Data for this exercise below:

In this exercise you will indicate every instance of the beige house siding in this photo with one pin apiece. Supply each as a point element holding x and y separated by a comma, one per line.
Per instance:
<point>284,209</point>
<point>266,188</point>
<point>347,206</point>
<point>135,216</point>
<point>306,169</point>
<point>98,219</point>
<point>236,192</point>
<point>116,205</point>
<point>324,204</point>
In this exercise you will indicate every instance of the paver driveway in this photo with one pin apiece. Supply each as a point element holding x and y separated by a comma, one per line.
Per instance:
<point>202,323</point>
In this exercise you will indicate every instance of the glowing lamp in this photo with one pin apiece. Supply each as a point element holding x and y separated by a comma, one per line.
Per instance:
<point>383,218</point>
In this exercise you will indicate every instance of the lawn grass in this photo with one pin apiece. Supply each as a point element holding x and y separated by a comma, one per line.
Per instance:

End of Data for this exercise.

▸ **Problem to solve**: Exactly as shown above, copy out the material.

▸ **Response**:
In this exercise you will indicate every instance of the beige house siding in this photo with one pin apiece. Supply each as a point element holding x and y separated by a comma, one per line.
Per instance:
<point>284,209</point>
<point>266,188</point>
<point>347,206</point>
<point>135,216</point>
<point>306,169</point>
<point>98,219</point>
<point>236,192</point>
<point>116,205</point>
<point>324,204</point>
In this exercise you will indicate every instance of the paver driveway in this photo with one pin apiece. Supply each as a point element holding x and y separated by a comma, one per line.
Per instance:
<point>202,323</point>
In this exercise you will indicate every instance of the glowing lamp in this photo with one pin apiece. Supply each as a point element holding x and y separated by a comma, one per line.
Per instance:
<point>383,218</point>
In this exercise you will indicate every instance of the lawn grass in this photo with one pin apiece. Supply each as a point element holding x and y separated by a comma, one per line.
Per instance:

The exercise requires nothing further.